#### EXERCISE:
Only lines that contain the string "trace" should be returned from the material below.
━━ DATA ━━
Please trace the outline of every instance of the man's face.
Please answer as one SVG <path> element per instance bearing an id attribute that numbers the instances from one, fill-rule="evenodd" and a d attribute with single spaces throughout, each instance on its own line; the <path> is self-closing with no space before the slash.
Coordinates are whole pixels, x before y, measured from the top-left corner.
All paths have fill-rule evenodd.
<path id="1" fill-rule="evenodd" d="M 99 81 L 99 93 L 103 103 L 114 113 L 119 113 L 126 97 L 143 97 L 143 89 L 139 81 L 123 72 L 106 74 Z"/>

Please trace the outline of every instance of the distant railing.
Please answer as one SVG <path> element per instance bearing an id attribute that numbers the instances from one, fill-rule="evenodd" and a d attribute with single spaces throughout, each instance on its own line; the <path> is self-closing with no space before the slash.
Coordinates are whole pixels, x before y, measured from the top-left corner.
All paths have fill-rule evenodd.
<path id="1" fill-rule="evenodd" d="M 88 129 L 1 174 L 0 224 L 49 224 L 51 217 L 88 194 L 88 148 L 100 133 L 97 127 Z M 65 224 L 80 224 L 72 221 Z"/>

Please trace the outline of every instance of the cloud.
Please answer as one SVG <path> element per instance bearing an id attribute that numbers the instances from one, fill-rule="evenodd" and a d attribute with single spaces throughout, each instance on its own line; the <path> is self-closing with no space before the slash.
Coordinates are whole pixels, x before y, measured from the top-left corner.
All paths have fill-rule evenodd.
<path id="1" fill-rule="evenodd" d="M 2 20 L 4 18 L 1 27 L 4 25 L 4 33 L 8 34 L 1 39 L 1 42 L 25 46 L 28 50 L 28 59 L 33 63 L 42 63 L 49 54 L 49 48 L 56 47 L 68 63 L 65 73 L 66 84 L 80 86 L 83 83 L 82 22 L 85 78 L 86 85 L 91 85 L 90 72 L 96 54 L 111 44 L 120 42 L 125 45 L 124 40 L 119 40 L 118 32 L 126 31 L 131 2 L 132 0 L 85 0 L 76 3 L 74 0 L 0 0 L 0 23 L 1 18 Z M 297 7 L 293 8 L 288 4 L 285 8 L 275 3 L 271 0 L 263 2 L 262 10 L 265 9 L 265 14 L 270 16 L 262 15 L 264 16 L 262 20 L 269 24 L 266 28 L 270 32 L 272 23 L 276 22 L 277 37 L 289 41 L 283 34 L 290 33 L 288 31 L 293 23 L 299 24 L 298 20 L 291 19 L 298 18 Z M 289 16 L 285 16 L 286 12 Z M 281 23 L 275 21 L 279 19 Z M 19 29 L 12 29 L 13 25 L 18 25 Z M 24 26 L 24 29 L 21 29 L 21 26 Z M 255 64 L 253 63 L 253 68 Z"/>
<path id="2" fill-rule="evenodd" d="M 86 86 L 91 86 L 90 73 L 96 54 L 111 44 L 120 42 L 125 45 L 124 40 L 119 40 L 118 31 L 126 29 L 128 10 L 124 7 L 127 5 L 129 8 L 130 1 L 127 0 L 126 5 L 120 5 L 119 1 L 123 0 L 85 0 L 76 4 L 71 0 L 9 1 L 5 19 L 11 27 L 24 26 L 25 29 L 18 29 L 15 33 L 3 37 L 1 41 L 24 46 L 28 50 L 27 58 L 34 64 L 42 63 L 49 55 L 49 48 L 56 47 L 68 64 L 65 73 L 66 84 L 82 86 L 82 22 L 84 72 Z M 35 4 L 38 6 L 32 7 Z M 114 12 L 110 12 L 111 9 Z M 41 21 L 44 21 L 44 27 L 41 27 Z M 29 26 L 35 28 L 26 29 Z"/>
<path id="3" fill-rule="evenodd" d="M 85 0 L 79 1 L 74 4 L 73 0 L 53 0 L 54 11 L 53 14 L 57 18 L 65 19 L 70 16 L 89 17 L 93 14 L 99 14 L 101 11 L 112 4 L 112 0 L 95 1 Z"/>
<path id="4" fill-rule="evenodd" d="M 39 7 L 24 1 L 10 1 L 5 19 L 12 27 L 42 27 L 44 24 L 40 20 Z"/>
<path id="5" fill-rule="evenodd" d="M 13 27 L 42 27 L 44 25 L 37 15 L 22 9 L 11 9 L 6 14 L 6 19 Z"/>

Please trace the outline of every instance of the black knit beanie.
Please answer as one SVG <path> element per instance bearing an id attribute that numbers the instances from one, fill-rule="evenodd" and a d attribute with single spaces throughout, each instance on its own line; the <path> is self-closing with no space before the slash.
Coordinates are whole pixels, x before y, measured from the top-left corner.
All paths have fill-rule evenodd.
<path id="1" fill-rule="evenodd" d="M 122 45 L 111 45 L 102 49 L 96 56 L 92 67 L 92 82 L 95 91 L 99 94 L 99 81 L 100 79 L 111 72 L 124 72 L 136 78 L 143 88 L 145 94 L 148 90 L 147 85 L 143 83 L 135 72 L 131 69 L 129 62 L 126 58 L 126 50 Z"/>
━━━
#### RESPONSE:
Please trace the outline of every instance of the man's face.
Please trace the outline of every instance of the distant railing.
Please trace the outline of every instance of the cloud.
Please trace the outline of every instance of the black knit beanie.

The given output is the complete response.